Wildfire safety: Before, during and after
Climate change and extreme weather lead to more wildfires – like the devastating Fort McMurray wildfire in May 2016. If you have a home or vacation property in a wildfire-prone area, learn how to protect it and your family before, during and after a wildfire.
BEFORE a wildfire
- Have a household emergency/escape plan (practice until everyone’s clear on their role).
- Assemble emergency supply kits for your home and car. Tip: include cash.
- Prepare a home inventory.
In late spring/early summer:
- Remove dried branches, leaves and debris from your property, roof and gutters often.
- Place all combustibles (for example, propane barbeques, lawn mowers and gas cans) 10 metres from your home.
- Avoid using dry mulches alongside your home.
- Keep your lawn trimmed to 10 cm or less.
- Move wood piles away from your home.
- Keep a lawn sprinkler in an accessible location.
- Ask your local utility company to remove branches or vegetation near power lines.
DURING a wildfire
If a wildfire is approaching your area:
- Listen to local media and authorities for wildfire updates, and pre-arrange shelter.

◆ Dataset records ◆
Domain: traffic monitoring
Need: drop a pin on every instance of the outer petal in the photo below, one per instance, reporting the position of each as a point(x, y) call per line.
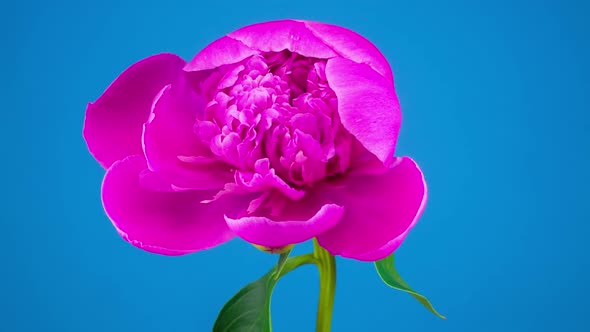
point(367, 107)
point(169, 223)
point(277, 36)
point(169, 136)
point(298, 221)
point(349, 44)
point(113, 123)
point(379, 211)
point(223, 51)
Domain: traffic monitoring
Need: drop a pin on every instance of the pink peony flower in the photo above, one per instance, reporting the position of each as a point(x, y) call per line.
point(277, 133)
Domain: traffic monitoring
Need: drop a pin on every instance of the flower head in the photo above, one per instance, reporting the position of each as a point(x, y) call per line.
point(276, 133)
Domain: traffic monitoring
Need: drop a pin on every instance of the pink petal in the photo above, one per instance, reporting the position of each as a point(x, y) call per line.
point(369, 108)
point(168, 223)
point(113, 123)
point(223, 51)
point(277, 36)
point(298, 221)
point(350, 45)
point(379, 211)
point(169, 134)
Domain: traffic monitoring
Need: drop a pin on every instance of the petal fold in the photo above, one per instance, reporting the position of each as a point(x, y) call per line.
point(379, 212)
point(168, 223)
point(296, 222)
point(276, 36)
point(113, 123)
point(169, 141)
point(369, 108)
point(349, 44)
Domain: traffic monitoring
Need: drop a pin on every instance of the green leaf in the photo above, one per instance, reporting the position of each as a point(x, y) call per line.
point(249, 309)
point(391, 277)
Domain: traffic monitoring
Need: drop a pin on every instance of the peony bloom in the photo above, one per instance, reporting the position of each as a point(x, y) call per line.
point(276, 133)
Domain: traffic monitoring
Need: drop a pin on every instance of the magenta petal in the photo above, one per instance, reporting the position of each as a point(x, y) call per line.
point(351, 45)
point(379, 211)
point(277, 36)
point(369, 108)
point(113, 123)
point(169, 134)
point(298, 221)
point(168, 223)
point(223, 51)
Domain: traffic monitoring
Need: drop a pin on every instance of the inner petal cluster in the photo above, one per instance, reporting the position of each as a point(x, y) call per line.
point(276, 109)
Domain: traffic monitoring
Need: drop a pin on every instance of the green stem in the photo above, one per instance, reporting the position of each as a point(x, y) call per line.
point(327, 266)
point(294, 262)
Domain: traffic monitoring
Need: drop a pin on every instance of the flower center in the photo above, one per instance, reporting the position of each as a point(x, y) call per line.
point(277, 106)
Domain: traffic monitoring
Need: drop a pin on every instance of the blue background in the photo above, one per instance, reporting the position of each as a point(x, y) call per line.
point(495, 98)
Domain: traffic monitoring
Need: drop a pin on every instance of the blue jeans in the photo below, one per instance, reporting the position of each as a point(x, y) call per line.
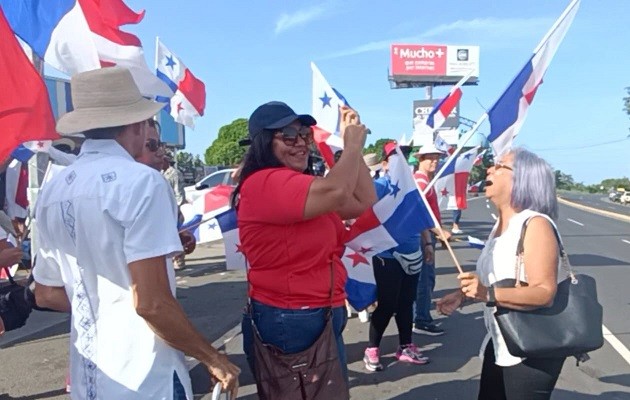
point(457, 215)
point(179, 393)
point(291, 330)
point(424, 293)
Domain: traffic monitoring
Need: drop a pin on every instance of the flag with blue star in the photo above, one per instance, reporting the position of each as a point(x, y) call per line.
point(452, 185)
point(189, 93)
point(325, 108)
point(394, 223)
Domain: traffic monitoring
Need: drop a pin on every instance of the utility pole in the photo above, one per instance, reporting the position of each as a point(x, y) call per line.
point(37, 166)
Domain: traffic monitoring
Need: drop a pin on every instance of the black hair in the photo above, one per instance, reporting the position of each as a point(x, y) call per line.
point(259, 156)
point(103, 133)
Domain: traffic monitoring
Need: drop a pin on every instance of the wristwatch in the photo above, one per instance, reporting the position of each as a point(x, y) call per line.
point(492, 301)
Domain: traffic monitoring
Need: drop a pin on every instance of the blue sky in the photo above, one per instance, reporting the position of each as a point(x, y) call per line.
point(251, 52)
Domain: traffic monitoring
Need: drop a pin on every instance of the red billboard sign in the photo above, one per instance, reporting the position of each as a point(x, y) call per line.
point(414, 65)
point(412, 59)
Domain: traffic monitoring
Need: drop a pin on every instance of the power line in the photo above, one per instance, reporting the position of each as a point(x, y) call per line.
point(584, 146)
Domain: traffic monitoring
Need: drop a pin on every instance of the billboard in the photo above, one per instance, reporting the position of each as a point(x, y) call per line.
point(422, 109)
point(433, 64)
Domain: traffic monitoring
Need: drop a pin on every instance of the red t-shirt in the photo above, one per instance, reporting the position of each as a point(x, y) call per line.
point(423, 182)
point(289, 257)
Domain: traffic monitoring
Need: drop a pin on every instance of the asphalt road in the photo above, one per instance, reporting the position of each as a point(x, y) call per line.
point(34, 360)
point(596, 200)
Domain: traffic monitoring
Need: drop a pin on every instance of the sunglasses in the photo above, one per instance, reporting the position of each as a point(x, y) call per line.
point(153, 145)
point(289, 135)
point(498, 166)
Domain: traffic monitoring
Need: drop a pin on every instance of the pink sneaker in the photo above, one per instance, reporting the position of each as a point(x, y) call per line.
point(411, 354)
point(371, 358)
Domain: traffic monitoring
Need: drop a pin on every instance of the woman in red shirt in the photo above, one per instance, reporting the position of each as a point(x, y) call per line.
point(291, 229)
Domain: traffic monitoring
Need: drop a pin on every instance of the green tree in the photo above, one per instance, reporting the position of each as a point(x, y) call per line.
point(564, 181)
point(225, 150)
point(376, 147)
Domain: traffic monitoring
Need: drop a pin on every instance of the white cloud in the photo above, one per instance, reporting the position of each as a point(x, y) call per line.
point(299, 18)
point(487, 32)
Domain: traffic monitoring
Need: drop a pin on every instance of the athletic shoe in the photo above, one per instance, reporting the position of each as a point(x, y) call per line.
point(371, 358)
point(364, 316)
point(427, 329)
point(411, 353)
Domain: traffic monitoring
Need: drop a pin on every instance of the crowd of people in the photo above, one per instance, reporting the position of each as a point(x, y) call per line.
point(108, 247)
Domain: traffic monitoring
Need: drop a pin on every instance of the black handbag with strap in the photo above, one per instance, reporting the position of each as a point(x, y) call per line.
point(311, 374)
point(15, 303)
point(572, 326)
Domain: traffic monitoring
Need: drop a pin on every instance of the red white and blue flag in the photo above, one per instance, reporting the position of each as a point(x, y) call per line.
point(57, 31)
point(200, 216)
point(189, 100)
point(443, 109)
point(441, 145)
point(81, 35)
point(452, 186)
point(234, 257)
point(402, 213)
point(25, 112)
point(325, 109)
point(508, 113)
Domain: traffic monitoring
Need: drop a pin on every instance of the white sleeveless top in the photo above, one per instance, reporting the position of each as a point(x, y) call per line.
point(497, 262)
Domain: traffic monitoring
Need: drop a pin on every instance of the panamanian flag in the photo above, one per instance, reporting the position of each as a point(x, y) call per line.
point(189, 100)
point(402, 213)
point(508, 114)
point(452, 186)
point(326, 102)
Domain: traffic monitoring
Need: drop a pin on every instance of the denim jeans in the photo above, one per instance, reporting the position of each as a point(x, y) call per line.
point(292, 330)
point(179, 393)
point(457, 215)
point(424, 293)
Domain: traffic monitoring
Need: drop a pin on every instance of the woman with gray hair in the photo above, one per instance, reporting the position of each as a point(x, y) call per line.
point(522, 187)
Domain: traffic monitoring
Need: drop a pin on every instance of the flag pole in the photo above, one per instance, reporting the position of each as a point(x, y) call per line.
point(459, 149)
point(157, 46)
point(555, 25)
point(433, 218)
point(35, 171)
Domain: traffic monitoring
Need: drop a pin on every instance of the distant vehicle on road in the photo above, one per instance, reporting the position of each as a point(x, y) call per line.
point(614, 196)
point(221, 177)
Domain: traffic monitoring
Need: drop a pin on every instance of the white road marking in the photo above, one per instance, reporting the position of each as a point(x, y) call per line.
point(616, 344)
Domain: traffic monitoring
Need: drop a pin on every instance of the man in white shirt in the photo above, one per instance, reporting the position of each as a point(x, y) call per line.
point(106, 230)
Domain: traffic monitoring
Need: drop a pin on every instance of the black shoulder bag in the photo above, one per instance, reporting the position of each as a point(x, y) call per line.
point(311, 374)
point(572, 326)
point(15, 303)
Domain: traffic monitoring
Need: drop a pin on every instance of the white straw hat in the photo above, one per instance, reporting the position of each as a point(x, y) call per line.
point(428, 149)
point(104, 98)
point(372, 161)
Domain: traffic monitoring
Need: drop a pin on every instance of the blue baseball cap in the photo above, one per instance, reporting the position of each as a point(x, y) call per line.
point(273, 115)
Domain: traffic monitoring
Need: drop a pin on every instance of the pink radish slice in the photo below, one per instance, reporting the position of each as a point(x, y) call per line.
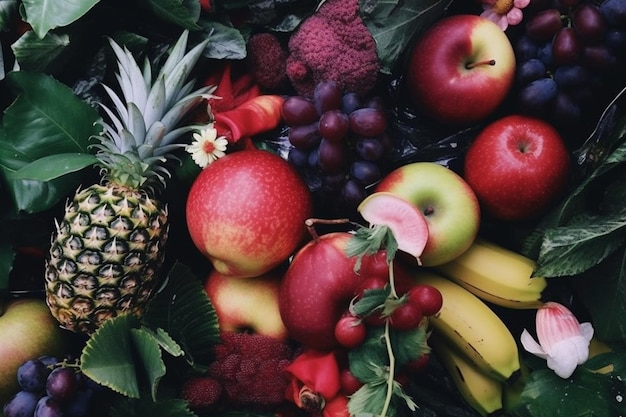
point(404, 219)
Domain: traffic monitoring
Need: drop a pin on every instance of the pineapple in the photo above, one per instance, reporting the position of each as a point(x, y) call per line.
point(107, 250)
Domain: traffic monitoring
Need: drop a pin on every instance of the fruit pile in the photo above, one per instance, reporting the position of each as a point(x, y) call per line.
point(232, 208)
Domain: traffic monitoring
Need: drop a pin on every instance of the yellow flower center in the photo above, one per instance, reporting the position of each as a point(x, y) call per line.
point(502, 7)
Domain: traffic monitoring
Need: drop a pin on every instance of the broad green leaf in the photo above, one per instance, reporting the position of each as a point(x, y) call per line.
point(8, 12)
point(184, 13)
point(44, 15)
point(7, 255)
point(394, 24)
point(52, 167)
point(33, 53)
point(149, 354)
point(226, 41)
point(108, 356)
point(183, 310)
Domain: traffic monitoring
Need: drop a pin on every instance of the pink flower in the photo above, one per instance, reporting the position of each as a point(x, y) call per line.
point(563, 341)
point(504, 12)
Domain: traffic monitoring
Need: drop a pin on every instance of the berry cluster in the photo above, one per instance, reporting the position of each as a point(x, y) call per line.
point(569, 55)
point(49, 388)
point(339, 144)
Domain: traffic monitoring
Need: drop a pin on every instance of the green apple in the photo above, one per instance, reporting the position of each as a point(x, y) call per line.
point(247, 304)
point(448, 203)
point(28, 331)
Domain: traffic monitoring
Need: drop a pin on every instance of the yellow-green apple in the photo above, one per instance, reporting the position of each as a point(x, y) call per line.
point(319, 284)
point(517, 166)
point(461, 69)
point(247, 304)
point(448, 202)
point(246, 212)
point(28, 331)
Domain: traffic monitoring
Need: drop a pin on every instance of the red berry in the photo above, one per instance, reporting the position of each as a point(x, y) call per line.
point(350, 331)
point(406, 316)
point(427, 297)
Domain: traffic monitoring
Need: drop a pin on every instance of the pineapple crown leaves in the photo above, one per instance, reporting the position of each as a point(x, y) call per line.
point(143, 127)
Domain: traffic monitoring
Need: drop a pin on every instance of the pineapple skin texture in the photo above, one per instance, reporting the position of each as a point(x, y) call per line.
point(105, 256)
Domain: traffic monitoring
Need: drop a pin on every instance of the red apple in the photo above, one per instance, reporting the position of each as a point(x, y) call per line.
point(320, 282)
point(246, 212)
point(247, 304)
point(461, 69)
point(517, 166)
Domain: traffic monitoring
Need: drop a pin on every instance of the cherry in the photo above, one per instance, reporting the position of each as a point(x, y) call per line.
point(350, 331)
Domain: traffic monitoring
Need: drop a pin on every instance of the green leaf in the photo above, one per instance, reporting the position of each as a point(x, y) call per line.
point(183, 310)
point(226, 41)
point(44, 15)
point(107, 358)
point(51, 167)
point(183, 13)
point(395, 23)
point(149, 353)
point(36, 54)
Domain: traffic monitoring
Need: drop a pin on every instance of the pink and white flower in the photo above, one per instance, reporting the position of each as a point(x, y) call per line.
point(563, 341)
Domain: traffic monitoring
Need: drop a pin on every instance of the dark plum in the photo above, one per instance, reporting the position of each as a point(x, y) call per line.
point(368, 121)
point(334, 125)
point(566, 46)
point(327, 96)
point(298, 110)
point(305, 137)
point(22, 404)
point(531, 70)
point(544, 25)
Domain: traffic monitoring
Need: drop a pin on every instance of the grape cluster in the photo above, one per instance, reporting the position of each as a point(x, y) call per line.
point(49, 388)
point(570, 57)
point(339, 143)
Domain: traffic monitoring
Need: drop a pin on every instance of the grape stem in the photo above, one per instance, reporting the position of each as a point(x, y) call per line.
point(471, 65)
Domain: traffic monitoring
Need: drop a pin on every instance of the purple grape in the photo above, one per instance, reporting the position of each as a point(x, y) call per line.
point(48, 407)
point(350, 102)
point(589, 22)
point(305, 137)
point(566, 46)
point(365, 172)
point(544, 25)
point(327, 96)
point(368, 121)
point(332, 156)
point(614, 11)
point(22, 404)
point(298, 110)
point(531, 70)
point(62, 384)
point(571, 76)
point(334, 125)
point(370, 149)
point(32, 375)
point(535, 97)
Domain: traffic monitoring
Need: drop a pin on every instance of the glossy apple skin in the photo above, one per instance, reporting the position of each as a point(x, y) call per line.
point(518, 166)
point(247, 304)
point(320, 282)
point(246, 211)
point(438, 80)
point(28, 331)
point(449, 204)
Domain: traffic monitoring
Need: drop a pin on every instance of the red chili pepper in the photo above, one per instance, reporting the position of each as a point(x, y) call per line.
point(315, 380)
point(257, 115)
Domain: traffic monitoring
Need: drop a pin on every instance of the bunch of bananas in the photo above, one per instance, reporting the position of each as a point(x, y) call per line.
point(470, 339)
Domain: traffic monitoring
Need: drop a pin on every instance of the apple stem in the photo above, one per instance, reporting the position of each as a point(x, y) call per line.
point(471, 65)
point(311, 222)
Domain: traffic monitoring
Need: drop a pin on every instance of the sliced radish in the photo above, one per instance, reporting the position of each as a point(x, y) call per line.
point(404, 219)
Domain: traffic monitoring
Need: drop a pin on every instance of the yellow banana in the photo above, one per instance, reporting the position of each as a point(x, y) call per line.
point(481, 391)
point(497, 275)
point(467, 323)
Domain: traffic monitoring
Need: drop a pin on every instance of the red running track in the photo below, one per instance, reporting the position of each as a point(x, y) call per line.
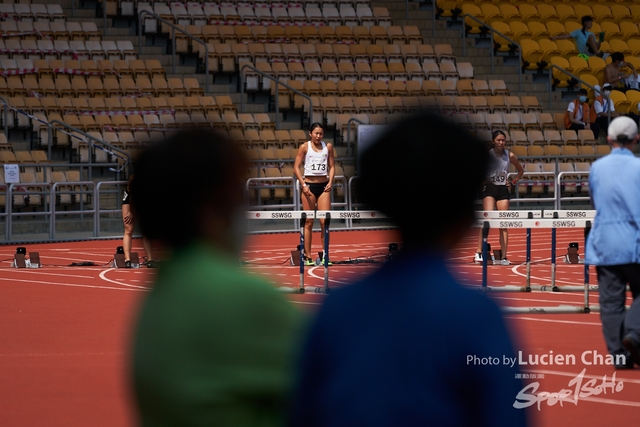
point(65, 331)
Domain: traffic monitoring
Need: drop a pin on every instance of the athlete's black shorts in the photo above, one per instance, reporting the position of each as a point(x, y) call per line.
point(498, 192)
point(317, 188)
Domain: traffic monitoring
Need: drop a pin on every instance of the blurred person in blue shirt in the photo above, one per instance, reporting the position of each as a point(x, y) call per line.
point(613, 245)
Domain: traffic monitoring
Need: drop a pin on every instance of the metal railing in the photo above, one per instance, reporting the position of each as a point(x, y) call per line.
point(278, 83)
point(92, 145)
point(175, 28)
point(492, 31)
point(5, 119)
point(351, 120)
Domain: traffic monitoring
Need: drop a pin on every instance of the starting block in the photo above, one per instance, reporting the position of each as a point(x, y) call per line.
point(21, 261)
point(118, 260)
point(572, 256)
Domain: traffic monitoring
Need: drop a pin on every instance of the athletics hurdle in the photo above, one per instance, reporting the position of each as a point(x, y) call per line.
point(551, 220)
point(303, 216)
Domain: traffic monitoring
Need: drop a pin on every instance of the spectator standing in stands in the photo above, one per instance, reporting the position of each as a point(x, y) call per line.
point(612, 245)
point(213, 345)
point(315, 186)
point(496, 189)
point(396, 349)
point(578, 117)
point(603, 107)
point(618, 79)
point(129, 224)
point(586, 42)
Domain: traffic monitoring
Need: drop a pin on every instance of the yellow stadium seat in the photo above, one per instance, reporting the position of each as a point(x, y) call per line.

◆ Goal of the exercise ◆
Write out the wildfire safety text word for word, from "In late spring/early" up to and including "metres from your home.".

◆ Solution ◆
In late spring/early summer:
- Remove dried branches, leaves and debris from your property, roof and gutters often.
- Place all combustibles (for example, propane barbeques, lawn mowers and gas cans) 10 metres from your home.